Task requirements:
The word "fence" appears in some lines of the listing below; report how many such lines there are, and nothing else.

Data extracts:
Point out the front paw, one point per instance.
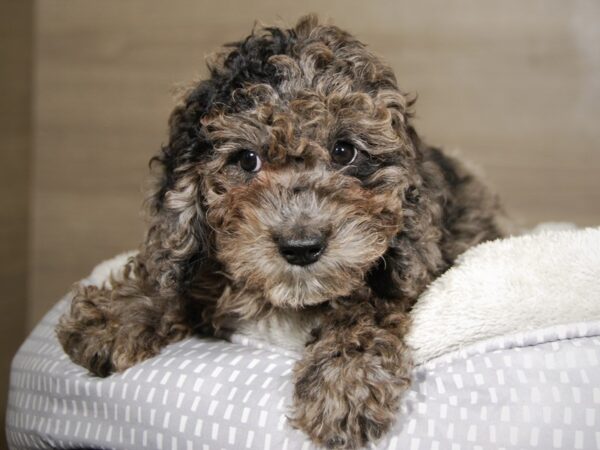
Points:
(346, 398)
(85, 331)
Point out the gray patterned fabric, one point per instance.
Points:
(537, 389)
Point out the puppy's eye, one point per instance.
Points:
(249, 161)
(343, 153)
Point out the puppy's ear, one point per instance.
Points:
(178, 241)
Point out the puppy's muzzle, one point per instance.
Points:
(302, 251)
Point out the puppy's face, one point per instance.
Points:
(303, 187)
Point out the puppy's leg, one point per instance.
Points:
(108, 329)
(348, 385)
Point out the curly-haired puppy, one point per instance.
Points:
(294, 198)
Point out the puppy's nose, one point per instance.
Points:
(303, 251)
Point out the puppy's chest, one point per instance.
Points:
(290, 330)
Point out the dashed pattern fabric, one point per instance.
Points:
(537, 389)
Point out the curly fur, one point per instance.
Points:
(395, 218)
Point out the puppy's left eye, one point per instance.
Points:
(249, 161)
(343, 153)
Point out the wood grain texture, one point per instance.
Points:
(514, 85)
(15, 148)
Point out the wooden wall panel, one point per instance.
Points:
(15, 129)
(514, 85)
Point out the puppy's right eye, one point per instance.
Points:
(249, 161)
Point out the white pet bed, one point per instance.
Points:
(507, 344)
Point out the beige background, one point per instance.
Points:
(515, 85)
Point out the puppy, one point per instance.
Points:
(294, 198)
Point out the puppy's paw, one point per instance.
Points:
(85, 331)
(346, 399)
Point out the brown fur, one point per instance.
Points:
(394, 220)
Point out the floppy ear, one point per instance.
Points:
(414, 257)
(178, 241)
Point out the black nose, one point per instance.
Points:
(302, 252)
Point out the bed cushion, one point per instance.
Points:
(497, 383)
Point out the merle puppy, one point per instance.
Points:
(294, 201)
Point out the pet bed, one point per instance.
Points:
(507, 347)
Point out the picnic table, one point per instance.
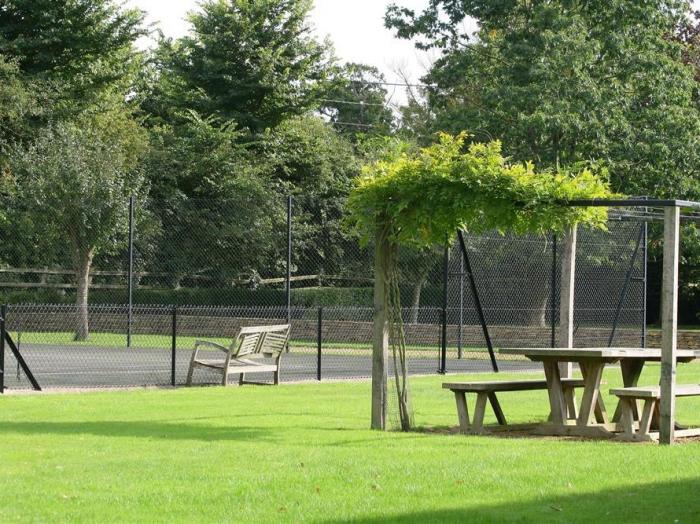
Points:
(591, 418)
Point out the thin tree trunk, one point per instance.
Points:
(415, 299)
(380, 337)
(82, 269)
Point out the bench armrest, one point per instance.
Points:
(207, 343)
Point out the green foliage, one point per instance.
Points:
(76, 179)
(423, 199)
(355, 102)
(563, 82)
(82, 49)
(255, 63)
(316, 165)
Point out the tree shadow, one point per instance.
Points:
(139, 429)
(656, 502)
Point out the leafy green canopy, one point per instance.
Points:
(422, 198)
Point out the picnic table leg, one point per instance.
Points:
(592, 373)
(462, 412)
(631, 371)
(500, 417)
(479, 411)
(556, 393)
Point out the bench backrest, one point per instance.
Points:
(265, 340)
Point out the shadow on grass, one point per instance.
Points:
(658, 502)
(139, 429)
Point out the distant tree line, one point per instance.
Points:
(208, 131)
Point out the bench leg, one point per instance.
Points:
(647, 414)
(572, 409)
(462, 412)
(479, 411)
(590, 406)
(500, 417)
(627, 416)
(190, 372)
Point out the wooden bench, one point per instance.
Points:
(256, 349)
(650, 395)
(487, 391)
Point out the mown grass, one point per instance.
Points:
(302, 452)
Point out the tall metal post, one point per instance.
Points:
(319, 342)
(645, 261)
(477, 301)
(288, 280)
(3, 329)
(460, 326)
(173, 347)
(553, 292)
(443, 338)
(130, 283)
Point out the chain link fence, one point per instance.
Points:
(198, 269)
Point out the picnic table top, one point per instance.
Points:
(598, 353)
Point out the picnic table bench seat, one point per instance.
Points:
(256, 349)
(650, 395)
(486, 390)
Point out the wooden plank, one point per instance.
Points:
(462, 411)
(669, 325)
(556, 394)
(507, 385)
(566, 297)
(479, 412)
(593, 372)
(682, 390)
(613, 354)
(496, 406)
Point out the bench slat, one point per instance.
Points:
(507, 385)
(682, 390)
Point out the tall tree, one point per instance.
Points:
(567, 82)
(356, 102)
(82, 48)
(255, 63)
(77, 178)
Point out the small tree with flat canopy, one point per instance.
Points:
(420, 199)
(77, 179)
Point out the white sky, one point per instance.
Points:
(356, 28)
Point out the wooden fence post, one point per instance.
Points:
(669, 325)
(566, 297)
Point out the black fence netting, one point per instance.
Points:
(197, 269)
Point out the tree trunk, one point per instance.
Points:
(83, 262)
(380, 336)
(415, 299)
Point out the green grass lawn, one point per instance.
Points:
(302, 452)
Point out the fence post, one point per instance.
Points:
(319, 343)
(461, 308)
(173, 349)
(553, 292)
(3, 329)
(443, 342)
(130, 283)
(288, 279)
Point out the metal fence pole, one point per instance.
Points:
(645, 261)
(319, 343)
(173, 349)
(461, 308)
(3, 328)
(553, 292)
(443, 338)
(130, 283)
(288, 279)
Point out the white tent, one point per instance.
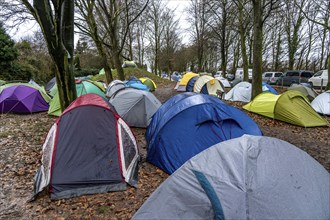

Result of this exercise:
5